§ **GIVEN REQUEST**: Copy out everything from the item containing "Locate every instance of the van window" down to the end of the items, word for word, and omit the pictures.

★ ★ ★

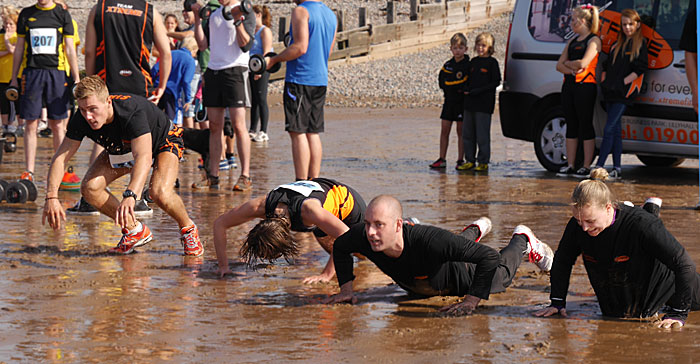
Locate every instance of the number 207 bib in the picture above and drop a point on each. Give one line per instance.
(43, 40)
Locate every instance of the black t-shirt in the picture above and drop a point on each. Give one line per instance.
(484, 78)
(635, 265)
(133, 116)
(434, 261)
(689, 37)
(453, 79)
(43, 30)
(337, 198)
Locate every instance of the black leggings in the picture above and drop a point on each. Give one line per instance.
(511, 257)
(578, 101)
(258, 105)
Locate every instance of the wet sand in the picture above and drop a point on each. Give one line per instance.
(63, 300)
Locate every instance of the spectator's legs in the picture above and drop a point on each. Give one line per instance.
(316, 154)
(216, 130)
(242, 138)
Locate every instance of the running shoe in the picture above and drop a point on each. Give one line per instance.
(260, 137)
(189, 236)
(482, 167)
(244, 183)
(210, 182)
(566, 171)
(232, 162)
(142, 209)
(483, 224)
(439, 163)
(70, 181)
(82, 208)
(537, 251)
(466, 166)
(411, 221)
(27, 175)
(129, 241)
(583, 172)
(223, 165)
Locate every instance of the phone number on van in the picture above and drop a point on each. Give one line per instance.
(660, 130)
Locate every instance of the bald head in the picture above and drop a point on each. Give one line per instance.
(388, 204)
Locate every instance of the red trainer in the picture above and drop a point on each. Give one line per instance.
(189, 236)
(130, 241)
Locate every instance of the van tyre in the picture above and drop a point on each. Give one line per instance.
(653, 161)
(550, 140)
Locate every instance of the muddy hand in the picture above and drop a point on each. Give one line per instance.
(549, 311)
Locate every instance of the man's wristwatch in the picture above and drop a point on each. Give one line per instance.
(129, 193)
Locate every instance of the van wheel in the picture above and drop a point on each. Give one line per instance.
(550, 140)
(660, 161)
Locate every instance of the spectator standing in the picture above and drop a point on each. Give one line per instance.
(452, 79)
(480, 99)
(578, 93)
(44, 32)
(262, 45)
(623, 74)
(312, 34)
(226, 84)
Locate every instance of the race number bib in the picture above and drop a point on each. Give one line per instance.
(303, 187)
(43, 40)
(121, 160)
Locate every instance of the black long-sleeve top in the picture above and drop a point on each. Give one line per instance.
(433, 262)
(614, 88)
(484, 78)
(452, 79)
(635, 266)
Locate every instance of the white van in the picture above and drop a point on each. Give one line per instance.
(661, 127)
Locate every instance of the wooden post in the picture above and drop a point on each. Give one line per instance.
(390, 12)
(413, 15)
(282, 29)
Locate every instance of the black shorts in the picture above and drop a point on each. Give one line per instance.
(452, 111)
(303, 108)
(173, 143)
(226, 88)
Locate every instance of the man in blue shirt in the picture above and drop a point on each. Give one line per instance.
(312, 33)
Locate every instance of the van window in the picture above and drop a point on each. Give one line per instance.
(549, 19)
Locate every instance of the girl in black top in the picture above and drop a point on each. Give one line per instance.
(480, 98)
(623, 73)
(634, 264)
(578, 62)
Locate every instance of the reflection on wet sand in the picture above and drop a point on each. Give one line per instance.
(62, 299)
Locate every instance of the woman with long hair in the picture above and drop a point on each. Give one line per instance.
(578, 63)
(623, 73)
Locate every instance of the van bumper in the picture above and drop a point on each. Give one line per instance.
(517, 117)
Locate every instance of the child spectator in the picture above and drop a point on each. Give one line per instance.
(480, 97)
(621, 81)
(451, 79)
(258, 83)
(181, 73)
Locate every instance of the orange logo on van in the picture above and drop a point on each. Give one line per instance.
(660, 53)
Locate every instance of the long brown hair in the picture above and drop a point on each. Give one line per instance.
(637, 39)
(270, 239)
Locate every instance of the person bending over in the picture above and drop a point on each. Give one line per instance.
(135, 135)
(322, 206)
(431, 261)
(634, 264)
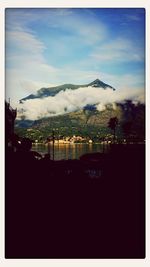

★ ★ ★

§ **TASK OUTPUT**:
Locate every instance of the van window in the picture above and drop a point on each. Give one line per instance.
(549, 19)
Locate every instance of the girl in black top in the picture above and drop a point on each. Give one line per instance.
(480, 98)
(623, 73)
(634, 264)
(578, 62)
Locate every instance of the reflection on wet sand in the picture above and drop a point on each. Give one line per instance.
(62, 299)
Locate every instance of the woman with long hair in the picture above and drop a point on each. Give one line per instance.
(578, 63)
(623, 73)
Locate every instance of the van bumper in the picture above and drop a point on each. Give one line per instance.
(517, 117)
Locate every instance of the child spectator in the picture above and drop a point on each. Give one line per instance.
(480, 97)
(621, 81)
(451, 79)
(258, 83)
(181, 73)
Locate every instance of the orange logo on van in the picture above and drop a point on each. Give one line per instance.
(660, 53)
Locate every instance of the long brown hair in the picture above and drop a point on each. Give one line per instance.
(637, 39)
(270, 239)
Locate every instance of the person bending over in the picture above and drop a point on each. Give one line per instance.
(135, 135)
(322, 206)
(431, 261)
(634, 264)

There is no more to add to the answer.